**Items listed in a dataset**

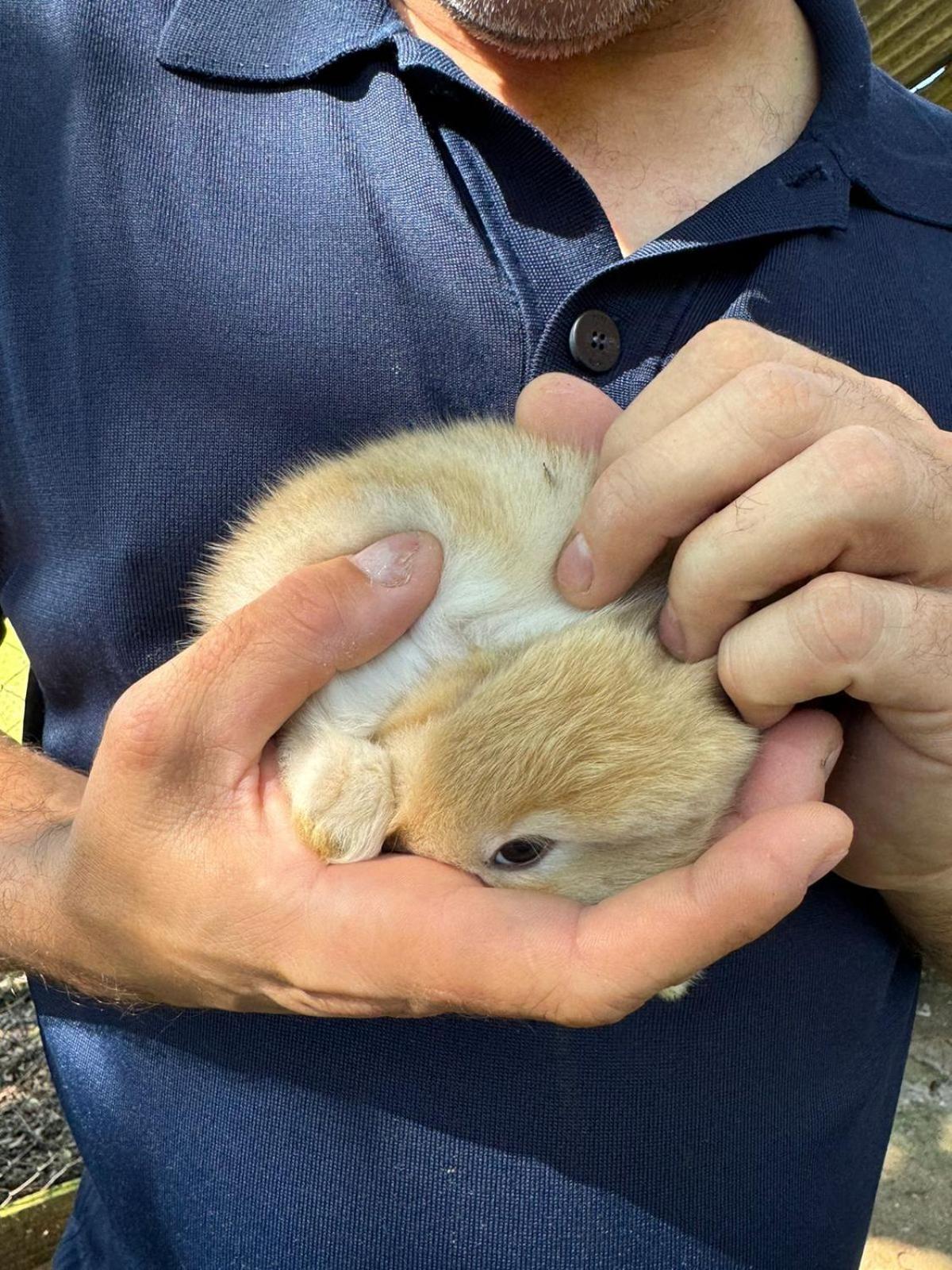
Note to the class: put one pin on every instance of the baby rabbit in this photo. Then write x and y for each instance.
(507, 733)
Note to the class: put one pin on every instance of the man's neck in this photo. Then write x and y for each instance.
(662, 121)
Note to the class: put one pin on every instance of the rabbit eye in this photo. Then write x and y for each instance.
(522, 852)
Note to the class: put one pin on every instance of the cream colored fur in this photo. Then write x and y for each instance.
(505, 713)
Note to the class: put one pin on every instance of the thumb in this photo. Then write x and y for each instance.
(241, 681)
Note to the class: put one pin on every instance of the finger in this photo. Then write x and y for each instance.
(565, 410)
(793, 765)
(663, 931)
(755, 429)
(880, 641)
(424, 933)
(711, 360)
(856, 501)
(215, 706)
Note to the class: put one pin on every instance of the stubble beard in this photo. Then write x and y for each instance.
(552, 29)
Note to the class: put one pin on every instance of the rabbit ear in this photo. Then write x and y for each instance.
(440, 692)
(342, 793)
(643, 605)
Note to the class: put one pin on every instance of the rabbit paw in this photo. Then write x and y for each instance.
(342, 794)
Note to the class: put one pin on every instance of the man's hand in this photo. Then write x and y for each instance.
(182, 880)
(790, 474)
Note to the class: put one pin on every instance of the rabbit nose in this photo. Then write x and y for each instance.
(395, 845)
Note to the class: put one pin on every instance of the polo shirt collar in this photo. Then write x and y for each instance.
(869, 129)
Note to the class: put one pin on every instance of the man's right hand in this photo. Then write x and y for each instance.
(182, 880)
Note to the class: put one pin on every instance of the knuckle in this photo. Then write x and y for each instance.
(900, 400)
(863, 461)
(137, 727)
(619, 493)
(780, 399)
(733, 342)
(311, 605)
(841, 618)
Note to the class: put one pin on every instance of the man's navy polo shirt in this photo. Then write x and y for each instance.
(238, 232)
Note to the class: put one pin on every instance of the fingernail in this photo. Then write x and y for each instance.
(670, 633)
(575, 569)
(827, 867)
(389, 563)
(831, 761)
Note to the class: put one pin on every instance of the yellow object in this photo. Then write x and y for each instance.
(13, 685)
(899, 1255)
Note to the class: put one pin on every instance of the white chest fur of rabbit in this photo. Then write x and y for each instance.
(507, 733)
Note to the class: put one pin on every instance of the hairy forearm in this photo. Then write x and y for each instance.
(37, 799)
(927, 918)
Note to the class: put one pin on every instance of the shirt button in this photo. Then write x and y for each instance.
(594, 341)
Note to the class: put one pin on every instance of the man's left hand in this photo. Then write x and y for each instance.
(816, 508)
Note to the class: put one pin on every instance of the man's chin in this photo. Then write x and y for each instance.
(541, 48)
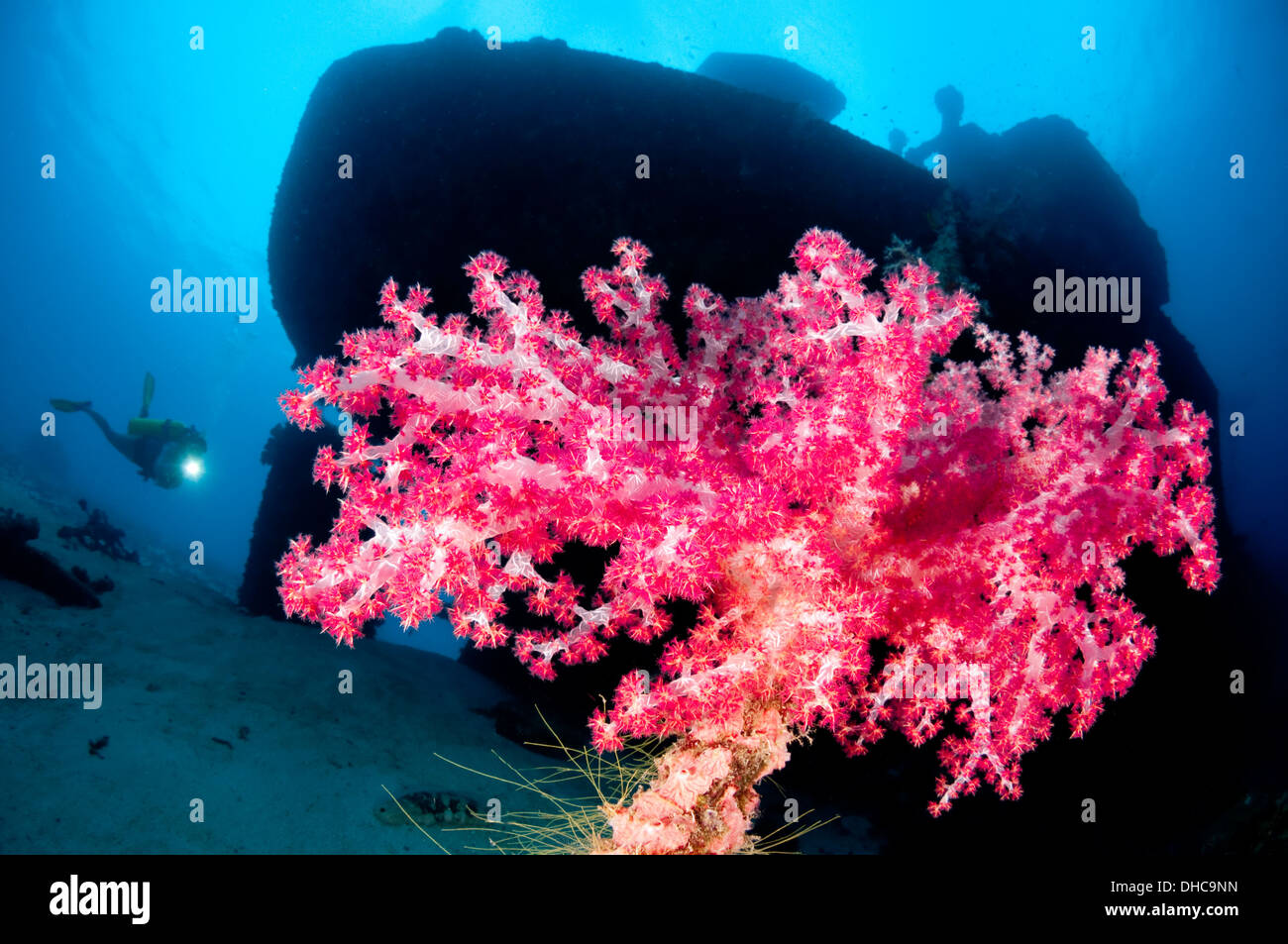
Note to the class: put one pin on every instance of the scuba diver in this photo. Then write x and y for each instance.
(166, 452)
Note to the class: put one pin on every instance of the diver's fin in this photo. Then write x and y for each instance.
(69, 406)
(150, 384)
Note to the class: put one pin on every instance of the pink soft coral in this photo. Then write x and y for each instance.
(804, 472)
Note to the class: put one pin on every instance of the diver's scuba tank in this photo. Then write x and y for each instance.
(168, 430)
(165, 430)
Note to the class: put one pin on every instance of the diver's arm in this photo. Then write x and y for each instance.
(127, 446)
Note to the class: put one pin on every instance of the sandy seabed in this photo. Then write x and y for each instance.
(245, 713)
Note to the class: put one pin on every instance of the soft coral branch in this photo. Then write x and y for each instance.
(838, 489)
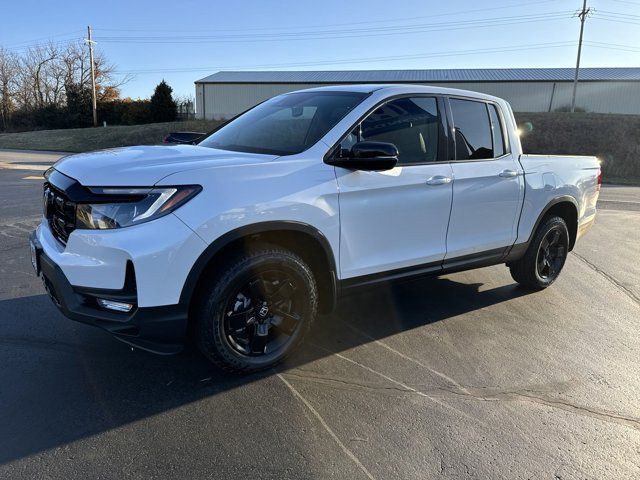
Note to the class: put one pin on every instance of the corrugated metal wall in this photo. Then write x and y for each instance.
(219, 101)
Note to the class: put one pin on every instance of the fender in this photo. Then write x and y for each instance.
(519, 249)
(255, 229)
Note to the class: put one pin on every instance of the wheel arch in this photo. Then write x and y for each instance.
(565, 207)
(303, 239)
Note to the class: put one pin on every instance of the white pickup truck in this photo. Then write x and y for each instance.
(242, 239)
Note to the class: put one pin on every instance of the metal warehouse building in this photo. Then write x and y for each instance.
(605, 90)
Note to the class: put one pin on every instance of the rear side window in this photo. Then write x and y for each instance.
(472, 130)
(412, 124)
(497, 131)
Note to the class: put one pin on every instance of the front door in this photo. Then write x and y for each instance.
(397, 218)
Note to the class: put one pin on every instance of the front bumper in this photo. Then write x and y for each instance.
(159, 329)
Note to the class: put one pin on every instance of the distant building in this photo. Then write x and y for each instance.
(605, 90)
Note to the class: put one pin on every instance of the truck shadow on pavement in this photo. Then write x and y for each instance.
(61, 381)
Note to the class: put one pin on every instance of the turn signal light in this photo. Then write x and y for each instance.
(116, 306)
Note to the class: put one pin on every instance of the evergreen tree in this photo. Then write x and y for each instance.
(163, 107)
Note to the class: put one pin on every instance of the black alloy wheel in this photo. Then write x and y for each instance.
(255, 308)
(547, 253)
(263, 315)
(551, 254)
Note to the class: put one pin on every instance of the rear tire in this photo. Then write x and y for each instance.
(543, 261)
(256, 310)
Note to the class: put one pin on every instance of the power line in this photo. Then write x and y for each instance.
(347, 24)
(22, 44)
(360, 59)
(337, 34)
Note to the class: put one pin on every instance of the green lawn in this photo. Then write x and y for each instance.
(87, 139)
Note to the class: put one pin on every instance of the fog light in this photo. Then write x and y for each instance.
(117, 306)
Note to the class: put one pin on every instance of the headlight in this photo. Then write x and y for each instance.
(123, 207)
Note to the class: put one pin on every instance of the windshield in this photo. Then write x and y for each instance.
(285, 125)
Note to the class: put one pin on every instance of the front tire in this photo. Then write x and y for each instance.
(256, 309)
(543, 261)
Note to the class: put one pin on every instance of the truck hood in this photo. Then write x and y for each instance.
(147, 165)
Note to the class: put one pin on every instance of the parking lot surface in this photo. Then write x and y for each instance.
(462, 376)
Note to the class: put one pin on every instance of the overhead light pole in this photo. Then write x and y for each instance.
(582, 15)
(93, 78)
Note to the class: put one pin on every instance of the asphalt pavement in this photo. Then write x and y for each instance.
(463, 376)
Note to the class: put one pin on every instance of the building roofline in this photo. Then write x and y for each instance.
(490, 75)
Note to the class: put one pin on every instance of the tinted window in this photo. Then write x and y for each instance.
(472, 129)
(411, 124)
(286, 124)
(496, 128)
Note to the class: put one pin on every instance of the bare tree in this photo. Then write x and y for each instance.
(8, 85)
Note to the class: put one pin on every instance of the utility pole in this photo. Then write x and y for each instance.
(582, 16)
(93, 78)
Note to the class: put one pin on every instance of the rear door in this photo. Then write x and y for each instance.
(488, 184)
(397, 218)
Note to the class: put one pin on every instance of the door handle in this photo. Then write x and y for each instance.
(509, 173)
(438, 180)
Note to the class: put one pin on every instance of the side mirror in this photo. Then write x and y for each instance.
(369, 156)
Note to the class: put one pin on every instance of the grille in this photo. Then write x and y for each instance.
(60, 212)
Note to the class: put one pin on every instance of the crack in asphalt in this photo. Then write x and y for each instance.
(611, 279)
(478, 393)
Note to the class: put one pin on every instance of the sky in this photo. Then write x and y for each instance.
(183, 41)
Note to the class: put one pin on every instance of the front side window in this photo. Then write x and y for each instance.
(411, 124)
(473, 134)
(285, 125)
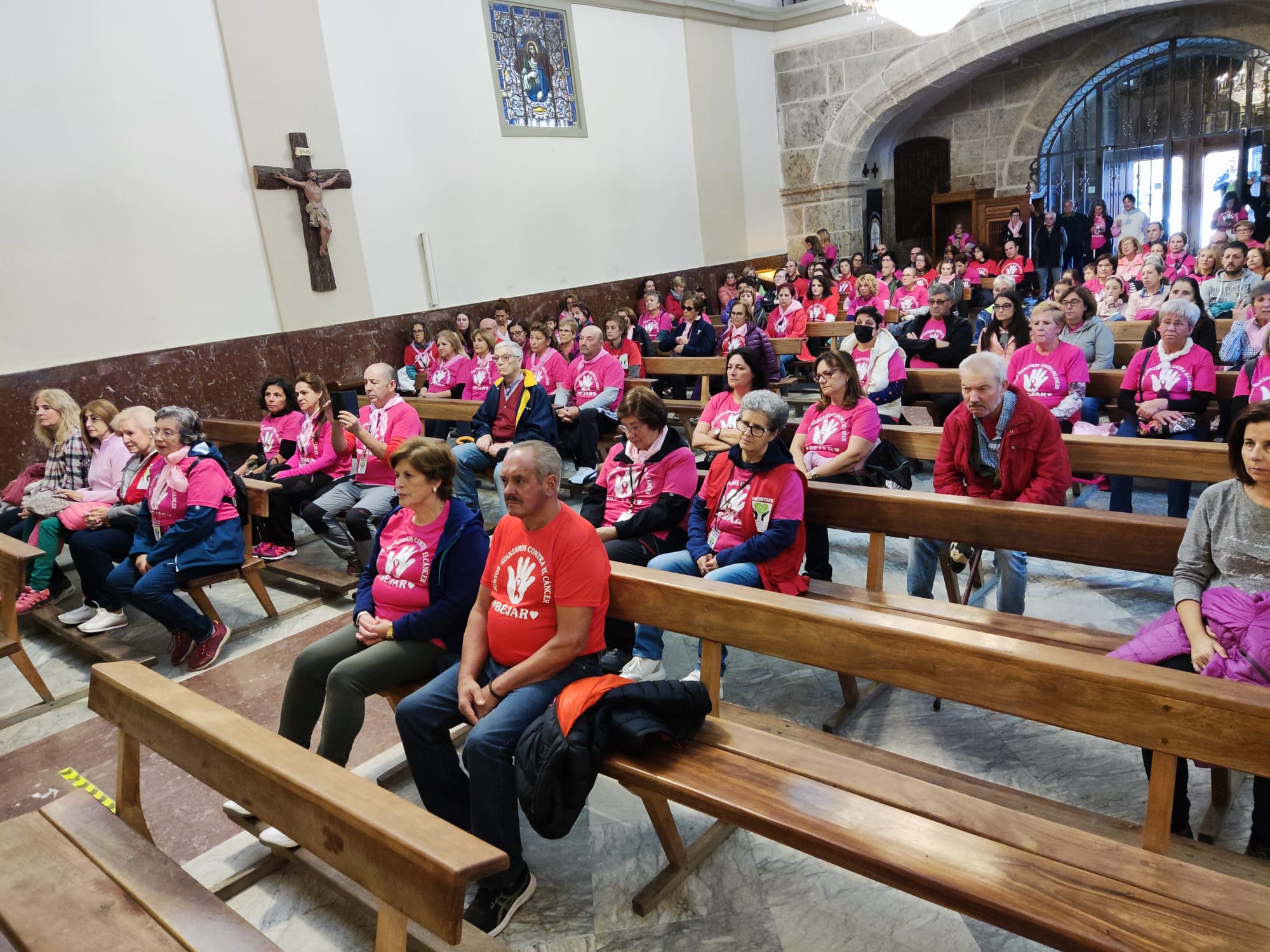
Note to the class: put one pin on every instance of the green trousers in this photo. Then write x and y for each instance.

**Do this**
Beginning with the line that contains "of the crack" in the data above, please copy each line exactly until the last line, both ends included, skipping any pictures.

**Problem solution**
Note to the class: put one pin on every instance of the crack in asphalt in this photo. Then write x and y for each instance.
(611, 279)
(478, 393)
Note to the class: put one pin on every instance of the sky in this photo. Then write x and y for each instance.
(183, 41)
Note to the class: put one pin on every instance of the front side window in this photo. Then write x and y for each instance.
(411, 124)
(473, 134)
(285, 125)
Note to the class: put one pin on every instance of the green trousers in this photo. Then write x and y for each instance.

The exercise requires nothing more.